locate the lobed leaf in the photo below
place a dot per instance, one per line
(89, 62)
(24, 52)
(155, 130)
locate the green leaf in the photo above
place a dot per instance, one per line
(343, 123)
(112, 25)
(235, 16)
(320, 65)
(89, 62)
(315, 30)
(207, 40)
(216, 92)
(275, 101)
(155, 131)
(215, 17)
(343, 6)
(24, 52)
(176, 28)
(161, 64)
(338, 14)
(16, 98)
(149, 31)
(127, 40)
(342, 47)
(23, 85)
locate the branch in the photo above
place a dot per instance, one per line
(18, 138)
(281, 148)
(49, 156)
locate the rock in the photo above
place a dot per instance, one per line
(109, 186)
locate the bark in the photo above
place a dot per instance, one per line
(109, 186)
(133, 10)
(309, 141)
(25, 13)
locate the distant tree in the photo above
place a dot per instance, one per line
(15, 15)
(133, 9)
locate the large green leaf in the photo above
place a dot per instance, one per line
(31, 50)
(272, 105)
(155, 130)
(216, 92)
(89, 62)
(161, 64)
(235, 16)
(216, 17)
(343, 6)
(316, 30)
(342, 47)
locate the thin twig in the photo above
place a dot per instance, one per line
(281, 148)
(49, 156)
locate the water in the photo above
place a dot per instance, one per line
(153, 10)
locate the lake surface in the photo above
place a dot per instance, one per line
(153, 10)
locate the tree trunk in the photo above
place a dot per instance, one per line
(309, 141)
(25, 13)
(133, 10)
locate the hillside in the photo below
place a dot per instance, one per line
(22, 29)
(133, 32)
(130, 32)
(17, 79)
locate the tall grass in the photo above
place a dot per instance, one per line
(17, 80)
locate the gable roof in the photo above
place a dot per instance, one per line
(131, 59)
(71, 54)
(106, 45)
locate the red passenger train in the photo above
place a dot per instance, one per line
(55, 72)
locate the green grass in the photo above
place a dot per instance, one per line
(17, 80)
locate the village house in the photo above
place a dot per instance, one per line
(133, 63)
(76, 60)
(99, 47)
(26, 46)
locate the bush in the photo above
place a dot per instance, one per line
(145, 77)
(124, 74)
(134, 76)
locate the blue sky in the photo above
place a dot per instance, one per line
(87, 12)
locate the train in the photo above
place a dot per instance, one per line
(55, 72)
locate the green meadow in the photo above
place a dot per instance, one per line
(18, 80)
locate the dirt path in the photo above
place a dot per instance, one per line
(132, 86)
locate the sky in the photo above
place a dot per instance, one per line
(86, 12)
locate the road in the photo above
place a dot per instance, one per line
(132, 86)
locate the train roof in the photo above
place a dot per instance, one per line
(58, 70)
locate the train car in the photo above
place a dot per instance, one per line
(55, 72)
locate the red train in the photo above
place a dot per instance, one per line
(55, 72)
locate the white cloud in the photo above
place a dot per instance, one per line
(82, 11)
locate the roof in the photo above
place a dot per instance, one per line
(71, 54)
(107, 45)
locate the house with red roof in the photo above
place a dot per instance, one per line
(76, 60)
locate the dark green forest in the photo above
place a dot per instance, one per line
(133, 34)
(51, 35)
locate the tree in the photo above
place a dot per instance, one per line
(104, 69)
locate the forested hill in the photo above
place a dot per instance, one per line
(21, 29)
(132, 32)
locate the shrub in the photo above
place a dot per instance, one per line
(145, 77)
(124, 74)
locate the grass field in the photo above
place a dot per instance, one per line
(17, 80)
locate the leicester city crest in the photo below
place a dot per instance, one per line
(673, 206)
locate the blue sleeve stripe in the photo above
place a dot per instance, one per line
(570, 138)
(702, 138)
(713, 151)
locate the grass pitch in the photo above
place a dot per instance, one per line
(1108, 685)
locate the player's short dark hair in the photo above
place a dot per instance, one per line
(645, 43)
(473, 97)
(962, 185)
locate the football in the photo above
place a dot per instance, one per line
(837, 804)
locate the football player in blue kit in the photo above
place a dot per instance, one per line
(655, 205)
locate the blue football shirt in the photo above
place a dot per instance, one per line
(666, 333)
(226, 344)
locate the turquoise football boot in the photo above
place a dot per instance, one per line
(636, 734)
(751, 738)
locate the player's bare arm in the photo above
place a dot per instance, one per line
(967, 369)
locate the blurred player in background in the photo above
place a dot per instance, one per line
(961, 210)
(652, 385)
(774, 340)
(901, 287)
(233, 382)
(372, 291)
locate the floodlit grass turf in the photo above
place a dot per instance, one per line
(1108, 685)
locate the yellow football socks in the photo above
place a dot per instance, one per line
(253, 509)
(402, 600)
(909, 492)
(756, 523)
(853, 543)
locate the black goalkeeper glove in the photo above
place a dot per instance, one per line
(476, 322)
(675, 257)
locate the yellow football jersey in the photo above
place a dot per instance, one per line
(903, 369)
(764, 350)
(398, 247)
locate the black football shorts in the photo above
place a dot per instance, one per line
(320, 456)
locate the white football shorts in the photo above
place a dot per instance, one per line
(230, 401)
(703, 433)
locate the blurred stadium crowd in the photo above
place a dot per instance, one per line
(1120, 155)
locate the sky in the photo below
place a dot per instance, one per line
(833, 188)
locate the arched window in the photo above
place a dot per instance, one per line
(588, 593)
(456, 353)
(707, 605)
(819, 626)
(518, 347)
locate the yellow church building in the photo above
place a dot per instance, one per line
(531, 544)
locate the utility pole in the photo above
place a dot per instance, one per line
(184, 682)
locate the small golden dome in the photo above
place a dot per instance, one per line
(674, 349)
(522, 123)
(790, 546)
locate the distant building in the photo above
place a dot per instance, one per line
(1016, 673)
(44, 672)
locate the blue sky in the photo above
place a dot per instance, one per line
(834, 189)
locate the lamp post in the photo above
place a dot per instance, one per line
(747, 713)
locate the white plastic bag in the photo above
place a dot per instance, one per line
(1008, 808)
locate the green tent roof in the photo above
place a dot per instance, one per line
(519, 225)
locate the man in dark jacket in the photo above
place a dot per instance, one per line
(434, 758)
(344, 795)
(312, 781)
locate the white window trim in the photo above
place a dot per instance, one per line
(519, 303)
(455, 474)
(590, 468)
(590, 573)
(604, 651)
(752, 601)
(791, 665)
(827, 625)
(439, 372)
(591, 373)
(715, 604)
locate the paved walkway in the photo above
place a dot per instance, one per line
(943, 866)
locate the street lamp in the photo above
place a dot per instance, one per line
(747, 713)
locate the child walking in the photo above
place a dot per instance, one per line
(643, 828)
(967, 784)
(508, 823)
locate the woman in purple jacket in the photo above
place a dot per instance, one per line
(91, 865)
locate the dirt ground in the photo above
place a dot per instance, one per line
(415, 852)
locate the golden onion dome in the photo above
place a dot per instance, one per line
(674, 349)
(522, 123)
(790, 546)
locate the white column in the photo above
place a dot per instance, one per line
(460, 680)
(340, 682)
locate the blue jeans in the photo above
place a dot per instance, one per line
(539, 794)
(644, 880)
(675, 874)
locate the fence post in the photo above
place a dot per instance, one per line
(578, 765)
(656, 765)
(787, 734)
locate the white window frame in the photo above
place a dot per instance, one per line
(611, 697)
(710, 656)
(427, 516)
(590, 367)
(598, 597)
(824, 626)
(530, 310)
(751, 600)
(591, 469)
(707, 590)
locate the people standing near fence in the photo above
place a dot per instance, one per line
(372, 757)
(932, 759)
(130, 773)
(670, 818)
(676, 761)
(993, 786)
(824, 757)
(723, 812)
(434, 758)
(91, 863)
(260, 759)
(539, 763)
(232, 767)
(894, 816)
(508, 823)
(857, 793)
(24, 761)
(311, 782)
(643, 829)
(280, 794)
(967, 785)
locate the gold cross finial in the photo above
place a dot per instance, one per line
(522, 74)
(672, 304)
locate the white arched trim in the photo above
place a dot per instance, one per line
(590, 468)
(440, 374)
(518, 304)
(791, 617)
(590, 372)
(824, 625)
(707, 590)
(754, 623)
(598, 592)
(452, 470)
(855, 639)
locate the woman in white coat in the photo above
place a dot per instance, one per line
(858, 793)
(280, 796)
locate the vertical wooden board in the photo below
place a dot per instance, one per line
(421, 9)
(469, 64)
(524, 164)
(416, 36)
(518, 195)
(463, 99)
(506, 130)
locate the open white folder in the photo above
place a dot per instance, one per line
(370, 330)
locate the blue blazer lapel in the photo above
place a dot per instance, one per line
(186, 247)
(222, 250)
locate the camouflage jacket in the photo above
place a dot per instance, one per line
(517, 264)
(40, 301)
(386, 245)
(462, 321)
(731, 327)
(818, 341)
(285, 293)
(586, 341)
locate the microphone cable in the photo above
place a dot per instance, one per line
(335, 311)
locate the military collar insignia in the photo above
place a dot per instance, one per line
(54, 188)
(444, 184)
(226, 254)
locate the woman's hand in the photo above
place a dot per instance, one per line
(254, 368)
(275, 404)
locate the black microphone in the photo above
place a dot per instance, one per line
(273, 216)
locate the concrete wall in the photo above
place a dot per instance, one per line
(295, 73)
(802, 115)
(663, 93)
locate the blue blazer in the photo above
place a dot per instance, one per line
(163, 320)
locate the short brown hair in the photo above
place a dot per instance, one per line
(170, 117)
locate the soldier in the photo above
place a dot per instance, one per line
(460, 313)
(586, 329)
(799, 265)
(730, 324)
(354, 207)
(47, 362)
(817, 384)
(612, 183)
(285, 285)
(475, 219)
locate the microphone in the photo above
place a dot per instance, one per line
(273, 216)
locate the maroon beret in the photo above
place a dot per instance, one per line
------------
**What you have to do**
Return each line of the preceding material in which "microphone" can be found.

**Exercise result**
locate the microphone cable in the photo above
locate the black microphone in the photo above
locate the microphone in the photo above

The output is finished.